Tujuan 1: Tentukan apakah tiap pernyataan ini sesuai dengan artikel tentang Alfiyah berirama jazz di bawah: (a) Deni Kuswoyo memainkan gitar; (b) Ngatawi El-Zastrouw menabuh rebana; (c) acara itu digelar di Pondok Pesantren Sunan Pandanaran. Jawab ya atau tidak untuk masing-masing, disertai kutipan persis dari artikel yang menjadi penentunya.
Tujuan 2: Salin kata demi kata bagian artikel tentang Alfiyah berirama jazz yang terletak antara "Muhammad Syakir NF" dan "tinggi pun dimainkan.", termasuk kedua ujungnya.

Kutipan:
--------

Lantunan Alfiyah Ibnu Malik diiringi saksofon yang mengalun di atas panggung Malam Kebudayaan Musabaqah Qiraatil Kutub Nasional (MQKN) 2023 di Pondok Pesantren Sunan Drajat, Lamongan, Jawa Timur pada Jumat (15/7/2023) malam. (Foto: Humas Pendis)
Muhammad Syakir NF
Penulis
Lamongan, NU Online
Saksofon mengalun di atas panggung Malam Kebudayaan Musabaqah Qiraatil Kutub Nasional (MQKN) 2023 di Pondok Pesantren Sunan Drajat, Lamongan, Jawa Timur pada Jumat (15/7/2023) malam. Sesekali nada tinggi pun dimainkan.
Adalah Michael Abel Firdausi, sosok yang memainkan alat musik yang sedikit asing bagi santri ini. Pemuda yang pernah mengenyam pendidikan pesantren di Pondok Pesantren Sunan Pandanaran itu tampil bersama Deni Kuswoyo yang memetik gitar dan Budayawan Ngatawi El-Zastrouw yang menabuh cajon. Ketiganya mengiringi dua penampil lainnya, yakni Abdullah Wong dan Yasser Arafat yang melantunkan bait-bait Alfiyah Ibnu Malik.
Baca Juga
5 Kunci Sukses dalam Alfiyah Ibnu Malik
Belum disentuh
Jazz menjadi pilihan karena menjadi genre musik yang belum banyak tersentuh masyarakat santri. Sebab, selama ini, sivitas akademika pesantren selalu berkaitan dengan alat musik seperti rebana, gambus, dan hadrah.
“Nah, sementara ada segmen lain yang memiliki selera tertentu yang itu perlu disentuh, terutama komunitas jazz karena meskipun awalnya jazz ini musiknya orang bawah, fakta di lapangan, jazz menjadi semacam penanda dari struktur sosial masyarakat menengah kelas atas,” kata Zastrouw.
Penampilan Alfiyah dengan jazz itu dilakukan sebagai bukti bahwa nazam-nazam yang lekat dengan pesantren itu bisa dibuat sesuai selera berbagai kelas sosial, termasuk jazz.
“Kita ingin membuktikan bahwa nazam itu bisa di-create dalam komposisi jazz sehingga bisa memperluas jangkauan mengenalkan nazam kepada masyarakat kaum modernis urban, dari kalangan menengah atas,” katanya.
Karenanya, lantunan Alfiyah dengan genre musik jazz ini sebagai bentuk pengenalan bagi kelas sosial penyukanya. “Pilihan jazz karena soal re-branding,” lanjut Dosen Fakultas Islam Nusantara, Universitas Nahdlatul Ulama Indonesia (Unusia) Jakarta itu.

--------

(Catatan dari sebuah kumpulan data)
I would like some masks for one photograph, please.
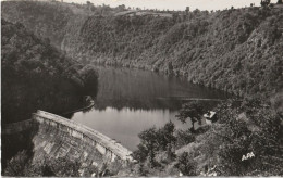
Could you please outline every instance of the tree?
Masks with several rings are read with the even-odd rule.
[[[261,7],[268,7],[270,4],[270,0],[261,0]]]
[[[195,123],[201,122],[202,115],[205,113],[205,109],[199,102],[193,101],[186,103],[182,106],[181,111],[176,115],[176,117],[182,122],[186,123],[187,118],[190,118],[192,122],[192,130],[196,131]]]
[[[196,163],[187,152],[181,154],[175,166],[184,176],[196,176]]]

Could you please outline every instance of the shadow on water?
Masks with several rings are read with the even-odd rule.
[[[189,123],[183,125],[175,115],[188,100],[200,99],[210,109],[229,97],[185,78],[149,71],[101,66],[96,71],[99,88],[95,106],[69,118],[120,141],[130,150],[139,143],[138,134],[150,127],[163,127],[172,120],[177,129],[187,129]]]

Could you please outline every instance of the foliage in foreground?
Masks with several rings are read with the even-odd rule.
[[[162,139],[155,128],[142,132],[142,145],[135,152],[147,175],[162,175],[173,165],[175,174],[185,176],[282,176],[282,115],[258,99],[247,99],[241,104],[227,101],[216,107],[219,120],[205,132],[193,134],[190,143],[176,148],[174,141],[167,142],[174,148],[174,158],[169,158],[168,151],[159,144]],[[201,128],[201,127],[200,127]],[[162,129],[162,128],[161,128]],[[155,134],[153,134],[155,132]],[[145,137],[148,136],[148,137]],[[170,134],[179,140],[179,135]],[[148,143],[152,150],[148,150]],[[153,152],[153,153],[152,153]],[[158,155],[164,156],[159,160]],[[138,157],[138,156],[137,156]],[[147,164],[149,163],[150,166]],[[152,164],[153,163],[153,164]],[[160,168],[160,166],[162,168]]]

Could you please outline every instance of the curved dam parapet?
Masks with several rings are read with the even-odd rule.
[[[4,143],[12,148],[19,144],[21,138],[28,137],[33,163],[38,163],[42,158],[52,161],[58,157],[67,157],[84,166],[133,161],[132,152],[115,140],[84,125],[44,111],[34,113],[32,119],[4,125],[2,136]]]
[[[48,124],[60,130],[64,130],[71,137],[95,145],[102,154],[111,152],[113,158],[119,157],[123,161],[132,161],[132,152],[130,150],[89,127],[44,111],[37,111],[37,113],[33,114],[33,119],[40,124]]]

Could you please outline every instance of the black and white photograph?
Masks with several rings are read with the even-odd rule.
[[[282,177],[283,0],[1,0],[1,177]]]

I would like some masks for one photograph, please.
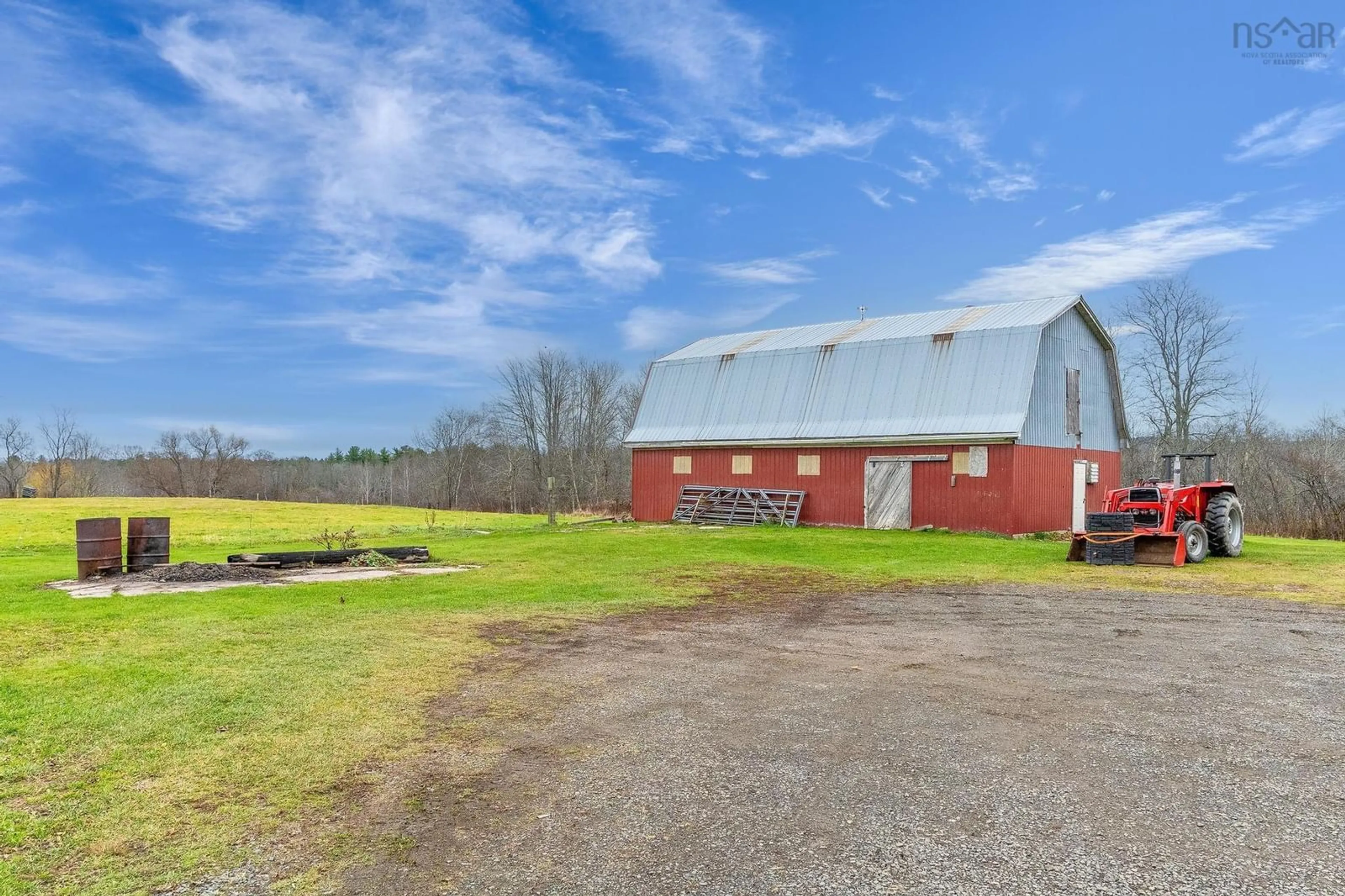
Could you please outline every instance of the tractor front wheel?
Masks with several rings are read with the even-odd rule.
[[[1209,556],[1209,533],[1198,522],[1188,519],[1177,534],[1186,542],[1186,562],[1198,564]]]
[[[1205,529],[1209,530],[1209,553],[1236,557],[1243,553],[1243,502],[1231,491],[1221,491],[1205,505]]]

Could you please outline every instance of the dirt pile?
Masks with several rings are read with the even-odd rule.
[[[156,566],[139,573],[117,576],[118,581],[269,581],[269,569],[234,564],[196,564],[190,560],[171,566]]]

--------

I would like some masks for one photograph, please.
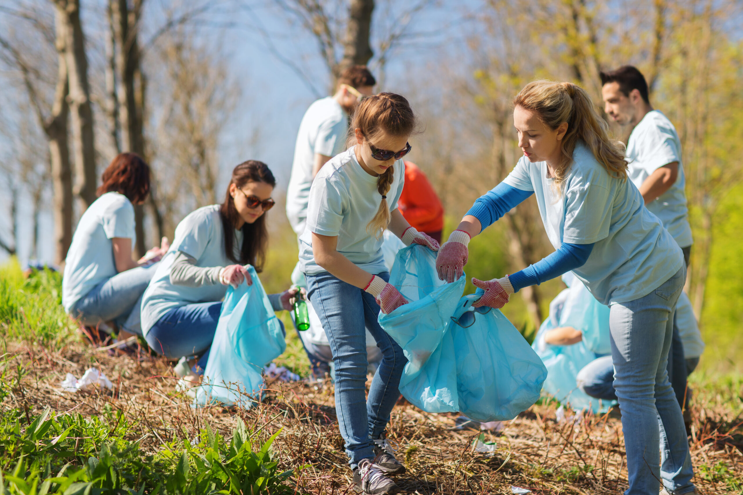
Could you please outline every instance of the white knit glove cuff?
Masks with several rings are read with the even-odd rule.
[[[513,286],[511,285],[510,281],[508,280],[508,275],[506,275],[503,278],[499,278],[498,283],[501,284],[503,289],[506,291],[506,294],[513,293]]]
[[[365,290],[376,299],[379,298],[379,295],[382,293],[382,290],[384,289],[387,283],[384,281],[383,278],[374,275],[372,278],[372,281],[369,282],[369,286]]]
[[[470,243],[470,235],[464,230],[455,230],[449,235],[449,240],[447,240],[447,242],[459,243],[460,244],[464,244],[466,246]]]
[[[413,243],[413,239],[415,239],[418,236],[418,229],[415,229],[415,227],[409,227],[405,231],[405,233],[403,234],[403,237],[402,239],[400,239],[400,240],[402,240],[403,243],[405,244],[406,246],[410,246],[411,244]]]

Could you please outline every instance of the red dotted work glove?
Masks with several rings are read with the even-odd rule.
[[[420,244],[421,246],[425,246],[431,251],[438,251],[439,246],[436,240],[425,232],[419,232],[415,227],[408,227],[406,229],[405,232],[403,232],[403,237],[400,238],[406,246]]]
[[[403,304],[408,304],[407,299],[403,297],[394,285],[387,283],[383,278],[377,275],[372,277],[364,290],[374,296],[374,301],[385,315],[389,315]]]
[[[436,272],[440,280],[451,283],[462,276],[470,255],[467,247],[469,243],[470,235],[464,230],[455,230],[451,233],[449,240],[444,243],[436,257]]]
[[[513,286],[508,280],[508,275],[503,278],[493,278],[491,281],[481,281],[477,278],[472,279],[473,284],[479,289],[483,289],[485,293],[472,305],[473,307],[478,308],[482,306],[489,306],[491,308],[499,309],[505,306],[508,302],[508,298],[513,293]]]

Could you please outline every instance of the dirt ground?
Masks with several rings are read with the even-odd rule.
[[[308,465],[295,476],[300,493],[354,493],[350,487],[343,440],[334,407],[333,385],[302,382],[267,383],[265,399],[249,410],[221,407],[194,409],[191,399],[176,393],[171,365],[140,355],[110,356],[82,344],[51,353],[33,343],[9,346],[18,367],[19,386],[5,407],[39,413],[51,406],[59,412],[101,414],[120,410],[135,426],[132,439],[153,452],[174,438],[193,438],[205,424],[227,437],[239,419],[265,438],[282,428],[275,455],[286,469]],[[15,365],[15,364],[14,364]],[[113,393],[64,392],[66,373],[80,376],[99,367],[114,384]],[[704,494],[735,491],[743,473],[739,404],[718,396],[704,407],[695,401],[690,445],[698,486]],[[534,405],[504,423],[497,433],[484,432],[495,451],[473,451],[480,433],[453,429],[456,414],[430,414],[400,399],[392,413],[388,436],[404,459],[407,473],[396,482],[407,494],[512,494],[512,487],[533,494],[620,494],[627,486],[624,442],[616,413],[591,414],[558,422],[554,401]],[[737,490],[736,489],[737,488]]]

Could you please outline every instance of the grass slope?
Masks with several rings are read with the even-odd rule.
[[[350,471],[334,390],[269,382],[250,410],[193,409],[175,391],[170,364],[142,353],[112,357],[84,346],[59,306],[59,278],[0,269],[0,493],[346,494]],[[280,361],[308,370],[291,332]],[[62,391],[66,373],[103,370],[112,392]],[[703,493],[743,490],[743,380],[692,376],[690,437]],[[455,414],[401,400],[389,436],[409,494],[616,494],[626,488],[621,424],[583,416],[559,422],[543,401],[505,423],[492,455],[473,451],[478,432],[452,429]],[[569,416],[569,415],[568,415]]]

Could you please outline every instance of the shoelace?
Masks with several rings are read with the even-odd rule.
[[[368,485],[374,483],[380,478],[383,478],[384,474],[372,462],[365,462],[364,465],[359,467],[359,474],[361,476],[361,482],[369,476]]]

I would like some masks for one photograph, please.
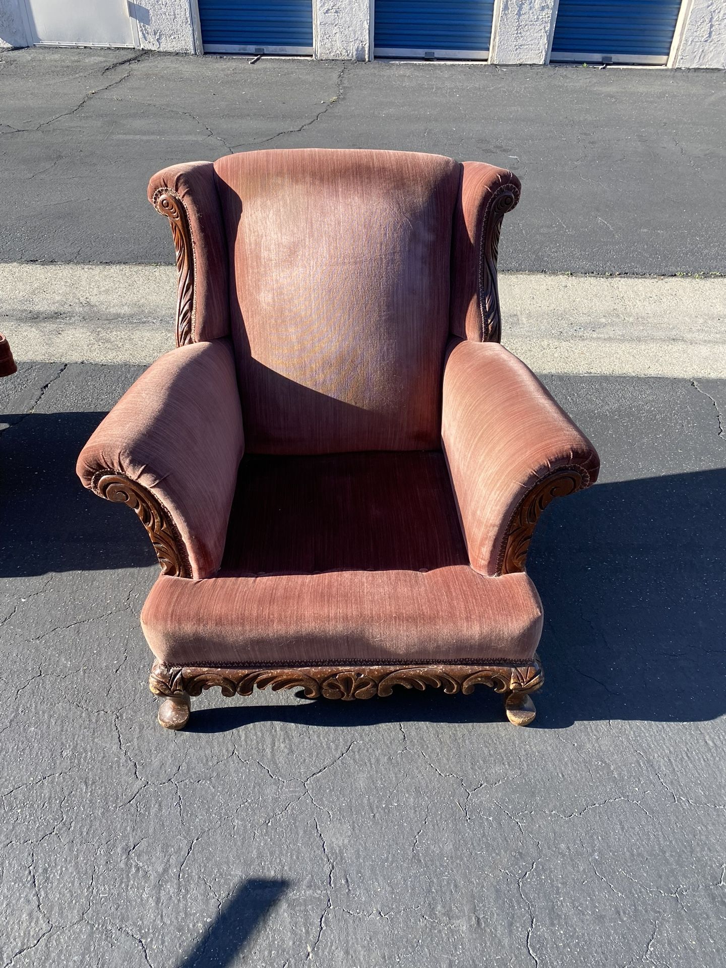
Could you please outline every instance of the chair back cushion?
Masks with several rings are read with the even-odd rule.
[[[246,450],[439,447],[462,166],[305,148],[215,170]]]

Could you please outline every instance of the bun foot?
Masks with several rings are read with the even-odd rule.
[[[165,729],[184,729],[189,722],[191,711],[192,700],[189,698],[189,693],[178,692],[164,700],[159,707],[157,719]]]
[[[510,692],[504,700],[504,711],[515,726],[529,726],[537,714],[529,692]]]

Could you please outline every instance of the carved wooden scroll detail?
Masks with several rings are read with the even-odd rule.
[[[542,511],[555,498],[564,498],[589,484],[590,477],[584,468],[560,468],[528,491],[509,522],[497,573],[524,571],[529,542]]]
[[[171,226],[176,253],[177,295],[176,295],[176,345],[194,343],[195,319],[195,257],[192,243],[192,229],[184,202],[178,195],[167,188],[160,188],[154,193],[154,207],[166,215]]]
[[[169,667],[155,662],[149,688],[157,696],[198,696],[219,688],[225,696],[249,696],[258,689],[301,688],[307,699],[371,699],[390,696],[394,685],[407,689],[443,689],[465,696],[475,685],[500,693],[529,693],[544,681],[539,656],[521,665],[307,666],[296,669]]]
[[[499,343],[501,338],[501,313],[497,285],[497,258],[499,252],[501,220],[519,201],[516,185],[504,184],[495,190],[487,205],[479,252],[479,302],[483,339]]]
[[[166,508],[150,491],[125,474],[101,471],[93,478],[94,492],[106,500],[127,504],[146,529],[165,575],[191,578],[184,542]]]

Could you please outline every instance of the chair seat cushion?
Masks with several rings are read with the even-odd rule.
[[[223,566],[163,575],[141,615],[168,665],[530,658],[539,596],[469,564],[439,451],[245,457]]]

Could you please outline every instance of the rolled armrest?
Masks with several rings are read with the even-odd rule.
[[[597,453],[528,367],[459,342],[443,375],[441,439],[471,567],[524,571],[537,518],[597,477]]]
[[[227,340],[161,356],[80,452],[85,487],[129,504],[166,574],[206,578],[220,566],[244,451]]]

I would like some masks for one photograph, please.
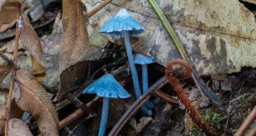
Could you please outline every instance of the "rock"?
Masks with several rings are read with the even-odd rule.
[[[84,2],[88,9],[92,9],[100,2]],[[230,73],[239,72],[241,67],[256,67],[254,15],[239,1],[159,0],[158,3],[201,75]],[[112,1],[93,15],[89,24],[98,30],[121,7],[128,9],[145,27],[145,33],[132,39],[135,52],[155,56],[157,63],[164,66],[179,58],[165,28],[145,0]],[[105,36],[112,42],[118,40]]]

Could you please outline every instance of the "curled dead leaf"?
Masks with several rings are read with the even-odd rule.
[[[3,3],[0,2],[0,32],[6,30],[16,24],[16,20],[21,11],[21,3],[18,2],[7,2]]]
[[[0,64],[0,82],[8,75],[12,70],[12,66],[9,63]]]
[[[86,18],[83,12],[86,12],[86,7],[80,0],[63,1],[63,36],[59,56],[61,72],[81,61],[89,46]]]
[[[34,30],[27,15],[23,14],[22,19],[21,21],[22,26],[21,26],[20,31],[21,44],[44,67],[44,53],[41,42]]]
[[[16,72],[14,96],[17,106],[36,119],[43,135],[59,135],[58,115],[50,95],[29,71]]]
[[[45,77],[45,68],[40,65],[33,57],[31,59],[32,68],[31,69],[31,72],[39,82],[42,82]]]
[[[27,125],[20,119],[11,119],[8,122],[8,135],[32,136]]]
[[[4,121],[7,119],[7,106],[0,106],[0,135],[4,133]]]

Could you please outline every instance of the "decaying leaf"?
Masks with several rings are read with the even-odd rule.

--------

Jawaban akhir 1:
(a) Ya: "Deni Kuswoyo yang memetik gitar"
(b) Tidak: "Budayawan Ngatawi El-Zastrouw yang menabuh cajon"
(c) Tidak: "di Pondok Pesantren Sunan Drajat, Lamongan, Jawa Timur"

Jawaban akhir 2:
Muhammad Syakir NF
Penulis
Lamongan, NU Online
Saksofon mengalun di atas panggung Malam Kebudayaan Musabaqah Qiraatil Kutub Nasional (MQKN) 2023 di Pondok Pesantren Sunan Drajat, Lamongan, Jawa Timur pada Jumat (15/7/2023) malam. Sesekali nada tinggi pun dimainkan.